#### Required work
Every record must reappear in the answer exactly as given.

#### Recorded data
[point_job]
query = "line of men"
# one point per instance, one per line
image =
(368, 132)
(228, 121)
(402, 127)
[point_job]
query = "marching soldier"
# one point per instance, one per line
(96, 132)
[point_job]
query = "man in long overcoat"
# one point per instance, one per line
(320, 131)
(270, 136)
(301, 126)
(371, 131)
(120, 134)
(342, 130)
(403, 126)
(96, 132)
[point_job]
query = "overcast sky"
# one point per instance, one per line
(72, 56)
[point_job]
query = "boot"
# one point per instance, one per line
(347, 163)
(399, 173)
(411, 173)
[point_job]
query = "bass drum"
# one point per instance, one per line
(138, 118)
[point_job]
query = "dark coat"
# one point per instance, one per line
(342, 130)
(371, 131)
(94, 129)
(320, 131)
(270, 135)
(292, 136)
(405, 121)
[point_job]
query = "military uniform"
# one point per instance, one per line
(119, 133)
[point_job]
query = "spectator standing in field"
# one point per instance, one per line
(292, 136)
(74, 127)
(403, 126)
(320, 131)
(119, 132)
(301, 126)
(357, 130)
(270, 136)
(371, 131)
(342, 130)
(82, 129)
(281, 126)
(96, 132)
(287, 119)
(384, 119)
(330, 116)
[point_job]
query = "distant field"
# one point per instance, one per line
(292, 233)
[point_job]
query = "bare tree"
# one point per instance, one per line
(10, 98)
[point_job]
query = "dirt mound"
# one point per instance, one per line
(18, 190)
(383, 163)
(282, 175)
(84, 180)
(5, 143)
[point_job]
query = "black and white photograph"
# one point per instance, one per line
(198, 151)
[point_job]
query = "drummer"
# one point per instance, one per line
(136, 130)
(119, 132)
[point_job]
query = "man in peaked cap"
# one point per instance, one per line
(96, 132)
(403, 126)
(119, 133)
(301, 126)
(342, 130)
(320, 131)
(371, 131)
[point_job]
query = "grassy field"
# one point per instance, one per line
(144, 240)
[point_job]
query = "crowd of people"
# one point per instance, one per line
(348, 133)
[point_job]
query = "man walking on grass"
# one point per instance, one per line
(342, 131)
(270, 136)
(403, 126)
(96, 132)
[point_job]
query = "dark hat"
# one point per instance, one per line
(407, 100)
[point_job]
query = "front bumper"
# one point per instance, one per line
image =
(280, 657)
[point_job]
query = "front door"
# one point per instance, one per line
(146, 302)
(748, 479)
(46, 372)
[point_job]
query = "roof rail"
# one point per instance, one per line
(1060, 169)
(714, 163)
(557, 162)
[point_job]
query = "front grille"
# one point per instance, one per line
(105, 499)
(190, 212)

#### Solution for this problem
[point_job]
query = "line of men"
# one point per instance, one per line
image =
(368, 132)
(228, 121)
(402, 127)
[point_job]
query = "marching soldier"
# one point per instance, one per line
(96, 132)
[point_job]
query = "man in long overcoat"
# one point per instance, one per line
(320, 131)
(270, 136)
(301, 126)
(371, 131)
(120, 134)
(342, 130)
(403, 126)
(96, 132)
[point_job]
query = "overcast sky"
# one point per instance, one per line
(72, 56)
[point_job]
query = "boot"
# one point per instance, one per line
(347, 163)
(399, 173)
(411, 173)
[point_job]
query = "bass drum"
# one point per instance, one per line
(138, 118)
[point_job]
query = "dark coat"
# one point per instance, one per line
(342, 130)
(371, 131)
(94, 129)
(320, 131)
(270, 135)
(292, 136)
(405, 121)
[point_job]
query = "military uniform"
# one point per instance, one per line
(119, 133)
[point_job]
query = "spectator standing in field"
# one point per instance, one per line
(292, 136)
(74, 127)
(403, 126)
(320, 131)
(119, 132)
(301, 126)
(357, 130)
(270, 136)
(371, 131)
(342, 130)
(82, 129)
(281, 126)
(96, 132)
(287, 119)
(384, 119)
(330, 116)
[point_job]
query = "distant field"
# one point per instance, one per line
(292, 233)
[point_job]
query = "bare tree"
# one point per instance, one per line
(10, 98)
[point_job]
query = "dirt mound"
# one point per instance, one per line
(18, 190)
(383, 163)
(282, 175)
(84, 180)
(5, 143)
[point_job]
query = "black and white photograph"
# one point per instance, one per line
(198, 151)
[point_job]
query = "drummer"
# one point per instance, one per line
(136, 130)
(119, 132)
[point_job]
query = "man in peaked cap"
# one point per instance, one per line
(96, 132)
(403, 126)
(119, 133)
(301, 126)
(342, 130)
(320, 131)
(371, 131)
[point_job]
query = "grassy field"
# one point per instance, one per line
(144, 240)
[point_job]
query = "crowd of people"
# one point per instance, one per line
(348, 133)
[point_job]
query = "man walking on grass"
# one point per instance, one per line
(342, 131)
(270, 136)
(403, 126)
(96, 132)
[point_job]
query = "dark hat"
# one point per instance, one per line
(407, 100)
[point_job]
query = "front bumper"
# one point per instance, one per line
image =
(280, 657)
[point_job]
query = "front door"
# one point per instance, one per line
(146, 302)
(748, 479)
(46, 372)
[point_job]
query = "roof rail"
# one point per instance, one per line
(1060, 169)
(714, 163)
(557, 162)
[point_job]
query = "front grille"
# one point per instance, one per line
(105, 499)
(190, 212)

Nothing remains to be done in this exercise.